In conjunction with this joint press release, Eclipse Resources and Blue
Ridge have posted a presentation with additional details regarding the
Transaction to their respective corporate websites. For Eclipse
Resources, the presentation is posted to the Investor Center of its
website at www.eclipseresources.com
and for Blue Ridge, the presentation is posted to the Investors tab of
its website at www.brmresources.com.

Pro Forma Transaction Highlights

  • Scale: Creating one of the largest Utica focused operators with Q4
    2018 estimated production of 500-560 MMcfe per day2
    and ~227,000 net effective undeveloped core acres providing over 20
    years of prolific wet and dry gas inventory
  • Debt Metrics: Leverage ratio of ~2.1x based on pro forma debt to Q2
    2018 annualized EBITDAX with line of sight to 1.5x – 1.7x of
    annualized EBITDAX in Q4 20183
  • Liquidity: $312 million4 near term liquidity
    including an estimated $150 million increase in the borrowing base
    under the Company's revolving credit facility at close and no near
    term debt maturities
  • Growth: Self-funded 2-3 rig business plan targeting annual production
    growth greater than 20% and becoming cash flow generating in 20205
  • Management and Operational Excellence: John Reinhart, President and
    CEO of Blue Ridge, to become President and CEO of the combined company
    and will lead a management team that leverages both companies' proven
    operating expertise in the basin
  • Corporate Synergies: Transaction enhances capital efficiency
    and operating margins on a per unit basis while providing
    approximately $15 million in anticipated annual corporate G&A savings
    across the combined asset base6
  • Midstream and Downstream Synergies: Shared midstream providers along
    with an expanded production base allow for increased optionality and
    optimization of midstream and downstream commitments, producer
    netbacks and decreasing weighted average transportation costs due to
    growth in uncommitted combined natural gas volumes
  • Consolidation Platform: Combined company positioned for accretive
    acquisitions to add scale and cash flow

1 Based on second quarter 2018 financial statements
2
Based on estimated combined company initial estimates
subject to revision upon closing

3 Based
on estimated combined company Q4 EBITDAX estimates of $90-110 million,
pro forma for potential transition costs

4
Based on initial estimated combined company corporate revolving credit
facility borrowing base of $375 million, subject to bank approval and
syndication process; net of outstanding letters of credit

5
Cash flow is defined as EBITDAX less capital costs

6
Based on combined company initial estimates subject to revision upon
closing

Benjamin W. Hulburt, Chairman, President and CEO of Eclipse Resources,
commented on the Transaction, "This transaction provides a compelling
opportunity for both Eclipse Resources and Blue Ridge shareholders to
benefit from the strength of the combined company. This combination
allows both of us to consolidate premier assets that significantly
increase the Company's production and cash flow, seamlessly fit into a
consolidated drilling program and provide for considerable G&A
synergies, all while allowing for accelerated growth without adding to
the Company's debt obligations."

**YOUR ASSIGNMENT:**
Write the next portion of the Eclipse Resources and Blue Ridge merger announcement, beginning after its final sentence.

**EXTRACTED ENTRIES:**

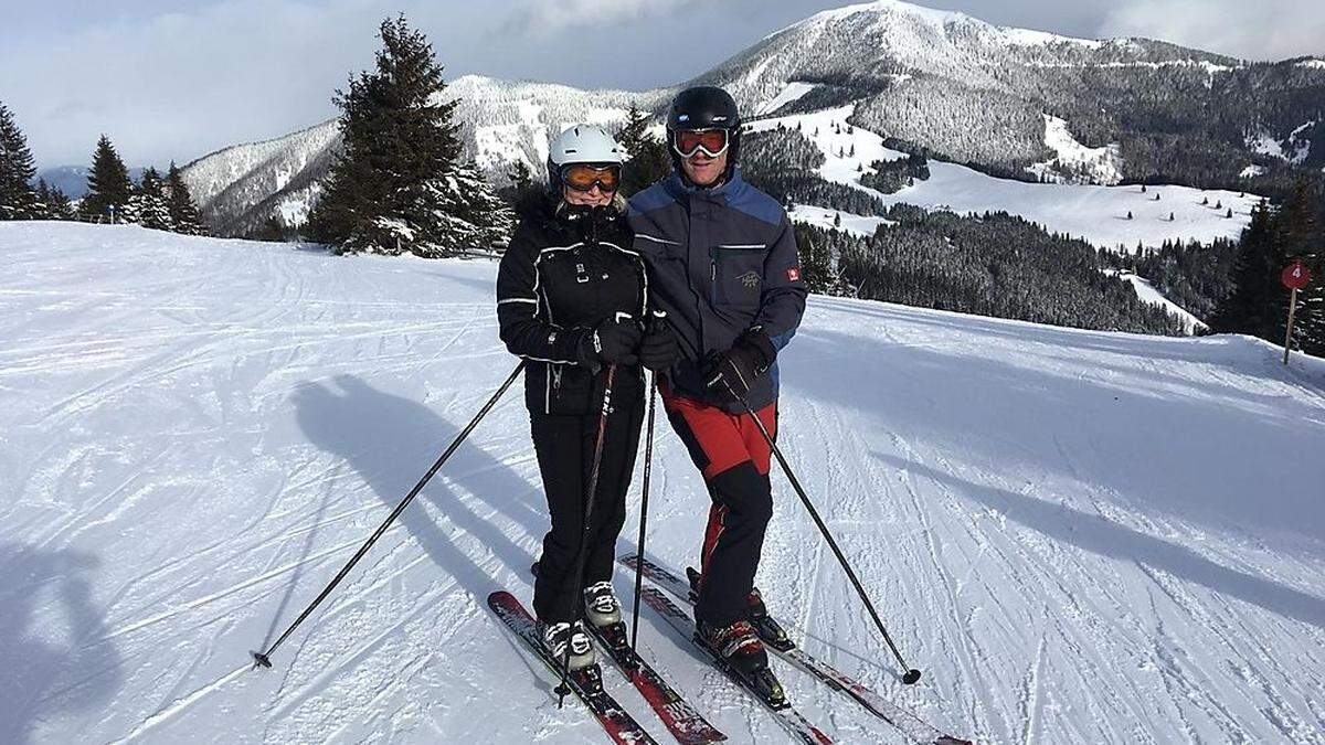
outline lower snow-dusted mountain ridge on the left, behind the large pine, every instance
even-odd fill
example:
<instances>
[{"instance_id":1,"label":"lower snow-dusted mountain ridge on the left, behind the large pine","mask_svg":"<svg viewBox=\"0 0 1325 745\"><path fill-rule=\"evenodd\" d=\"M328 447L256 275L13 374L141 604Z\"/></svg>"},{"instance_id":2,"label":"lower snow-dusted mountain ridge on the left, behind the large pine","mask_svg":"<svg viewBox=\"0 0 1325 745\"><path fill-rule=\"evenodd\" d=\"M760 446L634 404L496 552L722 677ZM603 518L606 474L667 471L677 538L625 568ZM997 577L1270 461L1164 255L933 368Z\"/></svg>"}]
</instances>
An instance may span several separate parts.
<instances>
[{"instance_id":1,"label":"lower snow-dusted mountain ridge on the left, behind the large pine","mask_svg":"<svg viewBox=\"0 0 1325 745\"><path fill-rule=\"evenodd\" d=\"M662 106L665 91L579 90L564 85L456 78L444 95L460 101L466 155L498 180L515 160L543 171L547 143L576 122L616 126L632 103ZM184 180L213 231L249 235L276 215L302 223L339 146L331 119L281 138L219 150L184 167Z\"/></svg>"}]
</instances>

**ANSWER BELOW:**
John Reinhart, President and CEO of Blue Ridge, commented, "We are
excited about the highly complementary nature of this combination. Based
on pro forma estimated fourth quarter of 2018 production of 500-560
MMcfe per day, a high performing management team, strong balance sheet,
high quality asset base, and expected corporate, operational, and
midstream synergies, we believe the combined company will possess a
substantial scale advantage and an excellent foundation for significant
organic growth with attractive cash flows while maintaining the
optionality for bolt-on value-accretive acquisitions within the basin."

Terms of the Transaction

Under the terms of the Transaction, a newly-formed subsidiary of Eclipse
Resources will be merged into Blue Ridge, with Blue Ridge surviving as a
wholly-owned subsidiary of Eclipse Resources. In the merger, Blue Ridge
stockholders will receive 4.4259 shares of Eclipse Resources common
stock for each share of Blue Ridge common stock held by them,
representing consideration to each Blue Ridge stockholder of $7.44 per
share based on the closing price of Eclipse Resources common stock on
August 24, 2018. The exchange ratio will be adjusted to reflect a
15-to-1 reverse stock split of the Eclipse Resources common stock to be
effected concurrently with closing of the Transaction. Upon closing of
the Transaction, existing Eclipse shareholders will own approximately
57.5% of the outstanding shares of the combined company and Blue Ridge
shareholders will own approximately 42.5%.

EnCap Investments, owning collectively approximately 57% of the
outstanding shares of common stock of Eclipse Resources, have entered
into a voting agreement with Eclipse Resources and Blue Ridge to, among
other things, provide the written consents approving the Transaction,
which have been delivered by them concurrently with the signing of the
merger agreement.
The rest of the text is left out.